Textauszug:
►

Letzte Aktualisierung am 27. November 2015.
Das jüngste Buch von Fredmund Malik – Navigieren in Zeiten des Umbruches: Die Welt neu denken und gestalten. – bietet weitere interessante Einblicke in die Transformation zur Netzwerkgesellschaft. Malik verwendet dafür die Bezeichnung Transformation21. Besonder spannend auch die Kurzbeschreibung:
In wenigen Jahren wird fast alles anders sein: was wir tun, wie wir es tun und warum wir es tun; wie wir produzieren und konsumieren, wie wir arbeiten, wie wir lernen und forschen – und wie wir leben. Wie gehen wir in Wirtschaft, Politik und Gesellschaft damit um? Umbrüche öffnen Möglichkeiten, indem sie Altes verdrängen und Neues schaffen. Management, wie Malik es versteht, ist die gesellschaftliche Funktion, diese Möglichkeiten zu nutzen.
Eine ähnliche Aussage traff auch Dennis Meadows („The Limits to Growth“) – siehe Die nächsten 20 Jahre werden mehr Veränderung bringen, als die letzten 100 Jahre
Einige Zitate aus dem Buch Navigieren in Zeiten des Umbruches mit ein paar ergänzenden Querverweisen:
Thesen
Wenn sich, wie derzeit, die Nein-Sager häufen, die einem erklären, was nicht geht und was nicht möglich ist, so ist das ein Indiz für Zeiten des Umbruchs. Was einmal richtig war, ist plötzlich falsch. Viele erkennen im Neuen nur das Alte und richten ihr Handeln daher exakt falsch aus. In einem Umbruch ist das ein dominantes Muster.
Wirtschaft und Gesellschaft stehen global in einer der geschichtlich größten Transformation von der Alten Welt, wie wir sie kennen, in eine Neue Welt, die wir noch nicht kennen. Durch diese Transformation wird sich fast alles ändern: Was wir tun, wie wir es tun und warum wir es tun – und auch wer wir sind.
Die größte Herausforderung der Neuen Welt ist ihre immense Komplexität. Komplexität ist der Hauptgrund für die wachsende Zahl von lokalen und globalen Krisen.
Deren Ursprung liegt in veralteten Organisationen und ihrer wachsenden Unfähigkeit, Komplexität zu meistern. Immer mehr Organisationen sind überfordert, langsam, ineffizient und gelähmt.
Diese Unfähigkeit resultiert aus falsch programmierten Navigationssystemen, aus Strukturen des vorigen Jahrhunderts, aus einem veralteten Managementverständnis sowie überholten Methoden und Instrumenten des Steuerns, Lenkens und Gestaltens.
Aus dieser Unfähigkeit heraus reagieren immer mehr Organisationen mit der falschen Strategie: Sie wollen Komplexität reduzieren, um weiterhin an ihrem veralteten Funktionieren festhalten zu können. Sie sehen Komplexität ausschließlich negativ. Damit verhindern sie Lösungen und tragen zur Verschärfung bei.

◄

Dateneinträge:
►

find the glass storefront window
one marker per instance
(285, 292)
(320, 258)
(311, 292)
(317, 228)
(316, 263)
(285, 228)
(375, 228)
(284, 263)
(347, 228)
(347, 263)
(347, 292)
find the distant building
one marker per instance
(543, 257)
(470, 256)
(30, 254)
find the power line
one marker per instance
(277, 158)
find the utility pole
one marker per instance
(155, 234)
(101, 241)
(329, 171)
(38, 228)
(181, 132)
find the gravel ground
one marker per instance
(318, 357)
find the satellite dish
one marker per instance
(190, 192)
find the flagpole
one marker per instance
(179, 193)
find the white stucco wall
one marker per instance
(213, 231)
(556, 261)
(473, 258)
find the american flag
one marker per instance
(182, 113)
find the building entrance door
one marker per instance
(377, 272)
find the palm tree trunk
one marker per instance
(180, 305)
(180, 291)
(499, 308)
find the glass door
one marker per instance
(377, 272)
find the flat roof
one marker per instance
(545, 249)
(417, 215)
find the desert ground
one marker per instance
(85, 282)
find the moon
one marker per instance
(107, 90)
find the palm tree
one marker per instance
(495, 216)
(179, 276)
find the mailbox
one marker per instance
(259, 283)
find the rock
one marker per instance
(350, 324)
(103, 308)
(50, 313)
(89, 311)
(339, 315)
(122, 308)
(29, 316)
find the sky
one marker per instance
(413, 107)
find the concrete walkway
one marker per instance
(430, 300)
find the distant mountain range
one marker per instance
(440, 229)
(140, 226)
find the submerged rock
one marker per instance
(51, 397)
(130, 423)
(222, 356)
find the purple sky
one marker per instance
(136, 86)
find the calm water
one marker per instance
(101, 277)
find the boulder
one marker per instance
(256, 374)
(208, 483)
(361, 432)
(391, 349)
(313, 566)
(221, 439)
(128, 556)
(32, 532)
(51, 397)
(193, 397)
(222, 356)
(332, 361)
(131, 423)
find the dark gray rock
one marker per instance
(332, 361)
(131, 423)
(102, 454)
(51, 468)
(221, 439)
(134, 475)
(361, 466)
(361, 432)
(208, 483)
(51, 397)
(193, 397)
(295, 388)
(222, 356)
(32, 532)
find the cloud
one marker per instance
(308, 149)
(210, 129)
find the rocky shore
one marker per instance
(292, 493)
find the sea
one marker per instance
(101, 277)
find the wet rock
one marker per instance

◄

Gib aus dem Text über Maliks Buch den Abschnitt von „Diese Unfähigkeit resultiert“ bis einschließlich „Lenkens und Gestaltens.“ wortgetreu wieder.

Diese Unfähigkeit resultiert aus falsch programmierten Navigationssystemen, aus Strukturen des vorigen Jahrhunderts, aus einem veralteten Managementverständnis sowie überholten Methoden und Instrumenten des Steuerns, Lenkens und Gestaltens.